Exercise:
Rewrite all the entries below as a numbered list, leaving out any blank lines.

Data supplied:
+++

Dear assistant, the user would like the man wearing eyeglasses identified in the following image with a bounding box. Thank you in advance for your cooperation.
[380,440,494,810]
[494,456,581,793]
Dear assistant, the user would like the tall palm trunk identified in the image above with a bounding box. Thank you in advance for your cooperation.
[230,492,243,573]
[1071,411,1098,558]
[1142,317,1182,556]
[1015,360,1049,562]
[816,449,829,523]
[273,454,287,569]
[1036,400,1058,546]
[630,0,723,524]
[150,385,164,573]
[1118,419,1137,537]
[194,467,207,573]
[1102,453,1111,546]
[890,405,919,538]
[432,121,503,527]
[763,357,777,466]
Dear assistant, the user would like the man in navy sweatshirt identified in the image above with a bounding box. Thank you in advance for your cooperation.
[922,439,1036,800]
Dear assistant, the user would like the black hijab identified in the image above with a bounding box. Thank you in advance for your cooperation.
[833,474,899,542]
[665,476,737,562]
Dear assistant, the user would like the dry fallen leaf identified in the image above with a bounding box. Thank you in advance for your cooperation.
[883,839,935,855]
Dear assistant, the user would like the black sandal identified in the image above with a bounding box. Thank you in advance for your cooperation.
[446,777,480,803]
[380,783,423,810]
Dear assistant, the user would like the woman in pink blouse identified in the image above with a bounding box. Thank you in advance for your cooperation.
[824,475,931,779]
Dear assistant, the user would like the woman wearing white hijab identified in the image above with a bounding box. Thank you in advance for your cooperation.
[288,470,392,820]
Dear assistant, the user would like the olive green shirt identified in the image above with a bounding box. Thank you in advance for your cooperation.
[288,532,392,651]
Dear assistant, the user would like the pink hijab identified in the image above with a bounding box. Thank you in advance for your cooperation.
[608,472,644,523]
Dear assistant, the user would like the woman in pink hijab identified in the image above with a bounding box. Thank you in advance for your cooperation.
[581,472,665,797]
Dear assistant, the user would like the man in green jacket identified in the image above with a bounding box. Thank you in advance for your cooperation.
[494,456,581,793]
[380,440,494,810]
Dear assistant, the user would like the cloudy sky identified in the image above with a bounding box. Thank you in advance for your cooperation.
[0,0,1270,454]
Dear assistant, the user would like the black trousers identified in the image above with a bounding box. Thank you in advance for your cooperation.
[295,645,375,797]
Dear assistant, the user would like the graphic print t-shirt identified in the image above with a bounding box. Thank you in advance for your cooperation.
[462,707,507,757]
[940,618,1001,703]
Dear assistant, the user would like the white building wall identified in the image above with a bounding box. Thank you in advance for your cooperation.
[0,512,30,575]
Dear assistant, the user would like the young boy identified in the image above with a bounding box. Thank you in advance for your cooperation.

+++

Result:
1. Dear assistant, the user would like the man wearing eyeglasses identified in the following image with a bounding box. Thank you in advance for your cooperation.
2. [380,440,494,810]
3. [494,456,581,793]
4. Dear assistant, the user would like the tall palm trunk identified in the image above with a bounding box. Thank you in advance for your cooperation.
5. [230,492,243,573]
6. [1071,411,1098,558]
7. [1142,317,1182,556]
8. [1015,360,1049,562]
9. [816,449,829,523]
10. [273,454,287,569]
11. [1036,400,1058,546]
12. [630,0,723,524]
13. [150,385,164,573]
14. [1118,419,1137,537]
15. [194,467,207,573]
16. [1102,453,1111,546]
17. [890,405,919,538]
18. [432,121,503,527]
19. [763,357,777,466]
20. Dear assistant, the user would like the man in navy sweatshirt identified in the image above with a bounding box. Thank you in advance for your cooperation.
21. [922,439,1036,800]
22. Dear assistant, the user would like the black hijab identified in the image above with a bounding box. Thank you in advance for your cooperation.
23. [833,474,899,542]
24. [665,476,737,562]
25. Dear assistant, the user would like the dry fallen leaf identified in the image above with a bounding box. Thank you in advance for your cooperation.
26. [883,839,935,855]
27. Dear assistant, the user would like the black sandal identified in the image above with a bounding box. Thank you in advance for your cooperation.
28. [446,777,480,803]
29. [380,783,423,810]
30. Dear assistant, the user would like the woman in pink blouse identified in the image above with a bounding box. Thank you in advance for your cooperation.
31. [824,475,931,779]
32. Dear assistant, the user would like the woman wearing white hijab identified in the image above with a bounding box. Thank you in advance for your cooperation.
33. [288,470,392,820]
34. Dear assistant, the user would like the olive green shirt identified in the image above with a bounding box. Thank you in advance for your cooperation.
35. [288,532,392,651]
36. Dear assistant, the user would like the pink hijab identified in the image above with a bounding box. Thank you in advance for your cooperation.
37. [608,472,644,523]
38. Dear assistant, the user would like the woman in pink hijab identified in the image above with a bounding box. Thank you in advance for your cooperation.
39. [581,472,665,797]
40. Dear assistant, the user would like the man in green jacket identified in the image above with a bounding box. Thank you in advance for your cooperation.
41. [494,456,581,793]
42. [380,440,494,810]
43. Dear assistant, the user would like the cloudy sky identified in the image above with a bounding box. Thank you in advance for your cooperation.
44. [0,0,1270,454]
45. Dear assistant, the user would like the black trousers identified in the image above with a bounding box. Thank you in advance for your cooperation.
46. [295,645,375,797]
47. Dear assistant, the user would like the graphic print t-shirt identified in the image above with a bounding box. Thank you in advance for your cooperation.
48. [462,707,507,757]
49. [940,618,1001,703]
50. Dear assistant, the user would like the white building wall identified in the image above with a bounding box. Thank you in advance for your cooperation.
51. [0,512,30,575]
52. Dear assistant, the user would like the young boy identified in the image above with a bounding box. Thank you in advance for your cooperation.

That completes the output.